## Aim
Reproduce the material in full, unchanged.

########################################

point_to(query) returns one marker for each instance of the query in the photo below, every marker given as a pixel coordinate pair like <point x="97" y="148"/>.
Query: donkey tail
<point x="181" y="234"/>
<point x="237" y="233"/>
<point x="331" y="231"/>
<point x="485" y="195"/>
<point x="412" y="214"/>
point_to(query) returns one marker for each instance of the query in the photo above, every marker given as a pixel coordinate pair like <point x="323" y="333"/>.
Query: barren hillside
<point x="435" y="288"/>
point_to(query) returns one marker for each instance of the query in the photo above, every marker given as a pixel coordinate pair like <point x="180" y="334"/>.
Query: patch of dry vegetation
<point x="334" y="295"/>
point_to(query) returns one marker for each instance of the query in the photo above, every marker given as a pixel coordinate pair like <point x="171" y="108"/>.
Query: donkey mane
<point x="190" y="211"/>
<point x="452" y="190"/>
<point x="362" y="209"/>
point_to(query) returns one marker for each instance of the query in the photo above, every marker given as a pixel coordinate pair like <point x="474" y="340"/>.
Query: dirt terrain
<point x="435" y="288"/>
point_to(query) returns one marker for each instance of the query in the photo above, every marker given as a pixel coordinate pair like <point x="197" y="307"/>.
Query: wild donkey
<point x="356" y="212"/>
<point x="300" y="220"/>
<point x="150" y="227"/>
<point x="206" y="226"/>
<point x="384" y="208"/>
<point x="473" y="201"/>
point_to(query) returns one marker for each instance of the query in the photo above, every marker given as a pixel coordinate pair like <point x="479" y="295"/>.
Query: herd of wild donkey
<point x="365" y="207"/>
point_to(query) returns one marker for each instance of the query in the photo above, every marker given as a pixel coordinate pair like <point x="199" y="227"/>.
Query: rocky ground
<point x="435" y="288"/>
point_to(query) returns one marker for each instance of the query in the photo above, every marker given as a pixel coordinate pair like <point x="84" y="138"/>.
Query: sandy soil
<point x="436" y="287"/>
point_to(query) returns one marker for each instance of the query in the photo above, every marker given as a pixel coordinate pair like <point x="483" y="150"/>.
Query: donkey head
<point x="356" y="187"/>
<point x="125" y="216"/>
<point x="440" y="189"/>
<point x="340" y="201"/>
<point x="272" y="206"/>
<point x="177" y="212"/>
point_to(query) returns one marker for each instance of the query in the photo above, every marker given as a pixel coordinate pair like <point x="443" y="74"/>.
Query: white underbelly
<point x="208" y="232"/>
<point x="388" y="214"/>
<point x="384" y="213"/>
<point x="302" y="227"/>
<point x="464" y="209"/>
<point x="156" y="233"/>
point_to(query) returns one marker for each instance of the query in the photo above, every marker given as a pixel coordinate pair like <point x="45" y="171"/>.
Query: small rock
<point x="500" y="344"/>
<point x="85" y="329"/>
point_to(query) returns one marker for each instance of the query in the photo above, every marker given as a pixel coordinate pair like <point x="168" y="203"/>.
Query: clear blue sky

########################################

## Full response
point_to(query) returns one marker for each instance of the query in the photo below, every marker given as a pixel coordinate pair like <point x="97" y="148"/>.
Query: donkey tail
<point x="181" y="234"/>
<point x="237" y="233"/>
<point x="331" y="231"/>
<point x="485" y="195"/>
<point x="412" y="214"/>
point_to(query) returns one marker for each instance of the query in the photo above, every marker given as a pixel coordinate pair like <point x="323" y="333"/>.
Query: barren hillside
<point x="435" y="288"/>
point_to(query) returns one marker for each instance of the query in the photo above, every marker given as a pixel coordinate pair like <point x="180" y="334"/>.
Query: patch of dry vegetation
<point x="334" y="295"/>
point_to(query) returns one marker for each instance of the query in the photo above, every marker given as a pixel coordinate pair like <point x="171" y="108"/>.
Query: donkey mane
<point x="190" y="211"/>
<point x="452" y="190"/>
<point x="362" y="209"/>
point_to(query) returns one marker for each instance of the query in the photo above, every marker given as a pixel coordinate pair like <point x="474" y="340"/>.
Query: dirt terrain
<point x="435" y="288"/>
point_to(query) returns one marker for each instance of the query in the photo above, every marker given as a pixel coordinate pair like <point x="197" y="307"/>.
Query: wild donkey
<point x="356" y="212"/>
<point x="300" y="220"/>
<point x="150" y="227"/>
<point x="206" y="226"/>
<point x="384" y="208"/>
<point x="473" y="201"/>
point_to(query) returns one marker for each instance of the query in the photo above, every marker given as a pixel coordinate pair like <point x="479" y="295"/>.
Query: herd of wild donkey
<point x="365" y="207"/>
point_to(query) returns one marker for each instance of the query in the photo above, every marker given as a pixel coordinate pair like <point x="199" y="227"/>.
Query: rocky ground
<point x="435" y="288"/>
point_to(query) returns one marker for each instance of the query in the photo above, every marker given as a pixel coordinate pair like <point x="84" y="138"/>.
Query: sandy soil
<point x="436" y="287"/>
point_to(query) returns one marker for each instance of the query in the photo above, every marker given as a pixel coordinate pair like <point x="483" y="150"/>.
Query: donkey head
<point x="356" y="187"/>
<point x="125" y="216"/>
<point x="440" y="189"/>
<point x="340" y="201"/>
<point x="272" y="206"/>
<point x="177" y="212"/>
point_to(query) returns one marker for each instance of the query in the photo above, every marker given as a pixel coordinate pair like <point x="443" y="74"/>.
Query: white underbelly
<point x="208" y="232"/>
<point x="388" y="214"/>
<point x="384" y="213"/>
<point x="302" y="227"/>
<point x="464" y="209"/>
<point x="156" y="233"/>
point_to(query) returns one marker for each instance of the query in the photo above, every marker given as a pixel coordinate pair like <point x="45" y="171"/>.
Query: small rock
<point x="500" y="344"/>
<point x="85" y="329"/>
point_to(query) returns one marker for each instance of the query in the photo above, every marker given as a pixel coordinate pair like <point x="168" y="203"/>.
Query: clear blue sky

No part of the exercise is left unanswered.